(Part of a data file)
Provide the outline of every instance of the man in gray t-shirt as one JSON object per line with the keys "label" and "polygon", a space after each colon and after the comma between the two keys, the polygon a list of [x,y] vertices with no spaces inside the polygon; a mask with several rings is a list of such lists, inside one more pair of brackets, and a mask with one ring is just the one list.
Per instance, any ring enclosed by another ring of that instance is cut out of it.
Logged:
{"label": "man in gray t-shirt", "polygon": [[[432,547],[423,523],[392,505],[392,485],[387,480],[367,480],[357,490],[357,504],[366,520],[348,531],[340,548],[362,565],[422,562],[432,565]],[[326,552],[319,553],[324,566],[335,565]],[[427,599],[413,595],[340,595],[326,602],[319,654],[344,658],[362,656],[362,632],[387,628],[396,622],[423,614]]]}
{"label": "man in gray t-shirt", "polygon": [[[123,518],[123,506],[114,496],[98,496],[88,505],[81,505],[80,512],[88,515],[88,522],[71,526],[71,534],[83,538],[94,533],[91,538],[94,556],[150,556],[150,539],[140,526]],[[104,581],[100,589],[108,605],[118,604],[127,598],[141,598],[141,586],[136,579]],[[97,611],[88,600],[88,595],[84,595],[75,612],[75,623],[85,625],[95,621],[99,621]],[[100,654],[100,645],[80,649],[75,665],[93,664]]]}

■ **PROBLEM TO WORK ON**
Recast the listing above as a Markdown table with two columns, Row and Line. Give each line its number and leave out any blank lines.

■ **EXERCISE SOLUTION**
| Row | Line |
|---|---|
| 1 | Provide the outline of every instance of the man in gray t-shirt as one JSON object per line with the keys "label" and "polygon", a space after each colon and after the comma between the two keys, the polygon a list of [x,y] vertices with no spaces inside the polygon; a mask with several rings is a list of such lists, inside one more pair of brackets, and a mask with one ring is just the one list. |
| 2 | Per instance, any ring enclosed by another ring of that instance is cut out of it. |
| 3 | Logged: |
| 4 | {"label": "man in gray t-shirt", "polygon": [[[432,547],[423,523],[392,505],[392,485],[387,480],[367,480],[357,490],[357,504],[366,520],[348,531],[340,548],[362,565],[422,562],[432,565]],[[326,552],[319,553],[324,566],[335,565]],[[427,599],[413,595],[340,595],[326,602],[319,654],[344,658],[362,656],[362,632],[387,628],[396,622],[423,614]]]} |
| 5 | {"label": "man in gray t-shirt", "polygon": [[[123,518],[123,506],[114,496],[98,496],[88,505],[81,505],[80,512],[88,515],[88,522],[71,526],[71,534],[83,538],[94,533],[91,538],[94,556],[150,556],[150,539],[140,526]],[[104,581],[100,589],[108,605],[118,604],[127,598],[141,598],[141,586],[136,579]],[[97,611],[88,600],[88,595],[84,595],[75,612],[75,623],[85,625],[95,621],[99,621]],[[100,654],[100,645],[80,649],[75,665],[93,664]]]} |